# ENTRIES SHOWN:
***

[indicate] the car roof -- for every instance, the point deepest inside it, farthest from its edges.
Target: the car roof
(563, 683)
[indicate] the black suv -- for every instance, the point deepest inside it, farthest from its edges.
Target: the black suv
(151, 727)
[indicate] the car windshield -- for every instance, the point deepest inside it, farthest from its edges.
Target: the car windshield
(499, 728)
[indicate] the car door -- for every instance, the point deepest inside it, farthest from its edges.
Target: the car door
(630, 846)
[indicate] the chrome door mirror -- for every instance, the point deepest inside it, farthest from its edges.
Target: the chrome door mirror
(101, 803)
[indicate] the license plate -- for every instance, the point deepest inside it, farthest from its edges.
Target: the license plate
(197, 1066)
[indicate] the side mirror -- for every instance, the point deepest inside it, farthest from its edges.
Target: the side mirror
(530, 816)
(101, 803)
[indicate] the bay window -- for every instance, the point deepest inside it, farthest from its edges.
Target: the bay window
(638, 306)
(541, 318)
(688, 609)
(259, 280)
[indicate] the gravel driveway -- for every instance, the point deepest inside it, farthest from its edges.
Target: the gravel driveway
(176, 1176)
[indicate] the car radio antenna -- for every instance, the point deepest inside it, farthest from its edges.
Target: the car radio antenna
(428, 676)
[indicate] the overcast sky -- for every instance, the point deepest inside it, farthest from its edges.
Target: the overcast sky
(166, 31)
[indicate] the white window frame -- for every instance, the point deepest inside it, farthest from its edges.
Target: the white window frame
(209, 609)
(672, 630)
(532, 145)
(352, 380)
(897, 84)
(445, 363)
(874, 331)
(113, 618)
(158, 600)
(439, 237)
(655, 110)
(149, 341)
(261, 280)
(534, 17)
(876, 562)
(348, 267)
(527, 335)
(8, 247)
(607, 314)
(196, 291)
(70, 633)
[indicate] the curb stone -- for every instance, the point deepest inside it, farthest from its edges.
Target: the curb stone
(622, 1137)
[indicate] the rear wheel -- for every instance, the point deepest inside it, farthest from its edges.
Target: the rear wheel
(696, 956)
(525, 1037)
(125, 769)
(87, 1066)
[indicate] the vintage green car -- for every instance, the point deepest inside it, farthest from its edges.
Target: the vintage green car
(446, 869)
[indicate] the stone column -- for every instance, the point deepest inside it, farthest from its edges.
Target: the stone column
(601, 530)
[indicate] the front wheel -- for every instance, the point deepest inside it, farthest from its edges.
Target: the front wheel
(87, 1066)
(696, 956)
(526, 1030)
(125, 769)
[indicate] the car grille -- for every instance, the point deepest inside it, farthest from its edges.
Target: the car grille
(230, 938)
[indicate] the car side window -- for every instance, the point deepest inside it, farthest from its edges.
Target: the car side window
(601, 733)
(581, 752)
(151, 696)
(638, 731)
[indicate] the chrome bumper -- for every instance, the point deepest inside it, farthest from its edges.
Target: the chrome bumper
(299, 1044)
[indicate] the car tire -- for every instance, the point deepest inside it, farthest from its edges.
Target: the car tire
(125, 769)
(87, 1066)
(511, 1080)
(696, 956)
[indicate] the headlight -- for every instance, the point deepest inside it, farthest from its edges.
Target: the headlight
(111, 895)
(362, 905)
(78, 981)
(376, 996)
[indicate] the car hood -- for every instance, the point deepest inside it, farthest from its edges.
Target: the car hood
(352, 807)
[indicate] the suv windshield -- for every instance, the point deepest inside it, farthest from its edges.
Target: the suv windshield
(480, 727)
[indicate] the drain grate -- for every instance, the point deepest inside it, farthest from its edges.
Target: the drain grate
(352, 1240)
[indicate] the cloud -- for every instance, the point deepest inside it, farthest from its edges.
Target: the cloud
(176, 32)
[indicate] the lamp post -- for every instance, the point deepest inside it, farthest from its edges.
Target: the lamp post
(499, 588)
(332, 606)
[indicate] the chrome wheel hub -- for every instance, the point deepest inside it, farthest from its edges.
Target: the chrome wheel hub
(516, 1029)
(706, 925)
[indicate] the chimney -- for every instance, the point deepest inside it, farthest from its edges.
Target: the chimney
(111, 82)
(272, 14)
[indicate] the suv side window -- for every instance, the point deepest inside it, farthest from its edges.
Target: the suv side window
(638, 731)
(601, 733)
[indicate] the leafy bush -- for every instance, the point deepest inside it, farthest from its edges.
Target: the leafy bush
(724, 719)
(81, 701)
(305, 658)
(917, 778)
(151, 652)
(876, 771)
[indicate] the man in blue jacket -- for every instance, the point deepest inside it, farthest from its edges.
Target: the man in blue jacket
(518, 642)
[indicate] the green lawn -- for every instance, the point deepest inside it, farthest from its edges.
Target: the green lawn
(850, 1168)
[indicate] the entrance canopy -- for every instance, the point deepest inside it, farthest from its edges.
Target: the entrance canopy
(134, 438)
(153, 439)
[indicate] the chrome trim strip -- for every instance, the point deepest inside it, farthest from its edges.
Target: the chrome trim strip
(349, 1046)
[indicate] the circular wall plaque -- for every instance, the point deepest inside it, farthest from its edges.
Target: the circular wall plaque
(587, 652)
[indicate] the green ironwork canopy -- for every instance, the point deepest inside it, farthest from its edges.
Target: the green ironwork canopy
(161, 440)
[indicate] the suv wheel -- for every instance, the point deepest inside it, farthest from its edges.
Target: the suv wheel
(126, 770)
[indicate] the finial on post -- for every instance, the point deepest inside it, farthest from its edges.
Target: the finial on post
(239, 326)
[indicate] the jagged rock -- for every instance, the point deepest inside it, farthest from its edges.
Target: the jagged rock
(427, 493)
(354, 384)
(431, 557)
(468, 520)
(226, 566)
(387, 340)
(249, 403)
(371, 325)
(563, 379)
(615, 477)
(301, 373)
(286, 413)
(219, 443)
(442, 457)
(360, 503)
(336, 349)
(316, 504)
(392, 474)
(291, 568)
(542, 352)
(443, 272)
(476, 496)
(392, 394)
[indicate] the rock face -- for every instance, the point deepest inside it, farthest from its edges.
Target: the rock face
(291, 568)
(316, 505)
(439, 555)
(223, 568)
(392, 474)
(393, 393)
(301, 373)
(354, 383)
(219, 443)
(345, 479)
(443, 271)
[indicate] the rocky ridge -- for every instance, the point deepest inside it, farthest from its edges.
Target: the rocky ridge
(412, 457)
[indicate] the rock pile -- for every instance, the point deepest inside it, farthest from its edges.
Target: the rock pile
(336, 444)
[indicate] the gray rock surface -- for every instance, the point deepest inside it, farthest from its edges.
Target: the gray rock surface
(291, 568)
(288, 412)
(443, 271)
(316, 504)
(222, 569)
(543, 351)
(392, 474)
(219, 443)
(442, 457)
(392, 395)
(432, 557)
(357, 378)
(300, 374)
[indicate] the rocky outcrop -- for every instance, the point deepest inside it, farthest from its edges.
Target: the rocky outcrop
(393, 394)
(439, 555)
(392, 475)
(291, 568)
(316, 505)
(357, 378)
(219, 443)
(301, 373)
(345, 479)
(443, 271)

***

# EXERCISE OBJECTIVE:
Each line from the top of the data, up to and including the line that contains "[indicate] the white", should be set down exactly.

# TASK RESPONSE:
[indicate] the car roof -- for every instance, the point deepest inside it, farthest from its edges.
Target: the car roof
(563, 683)
[indicate] the black suv -- for every instance, the point deepest inside it, farthest from its edges.
Target: the black suv
(151, 727)
[indicate] the car windshield -- for every instance, the point deepest inside it, farthest from its edges.
Target: the car windshield
(499, 728)
[indicate] the car door -- for every instance, the point deepest inside it, farthest from its edges.
Target: the car door
(630, 846)
[indicate] the chrome door mirror -- for every instance, the point deepest inside it, farthest from its edges.
Target: the chrome door mirror
(101, 803)
[indicate] the license plate -- for every instance, the point deepest inside it, farthest from its edges.
Target: the license plate
(197, 1066)
[indicate] the side mirror -- for every instance, the point deepest inside it, farthest from its edges.
Target: the side mirror
(530, 816)
(101, 803)
[indicate] the bay window -- for every instance, the point deepest inside it, farthest from its edges.
Target: the bay window
(638, 306)
(541, 318)
(688, 609)
(259, 280)
[indicate] the gravel driveway -- for every instance, the point deepest inside it, farthest from its edges.
Target: the gravel driveway
(176, 1176)
[indicate] the car radio antenna -- for every instance, the point deepest inside it, farthest from its edges.
Target: the car radio antenna
(428, 676)
[indicate] the overcast sky -- for every instance, the point deepest inside it, farthest from its edges.
Target: the overcast sky
(166, 31)
[indicate] the white window frame -- for every instance, the point deepest inside it, farthest from its edges.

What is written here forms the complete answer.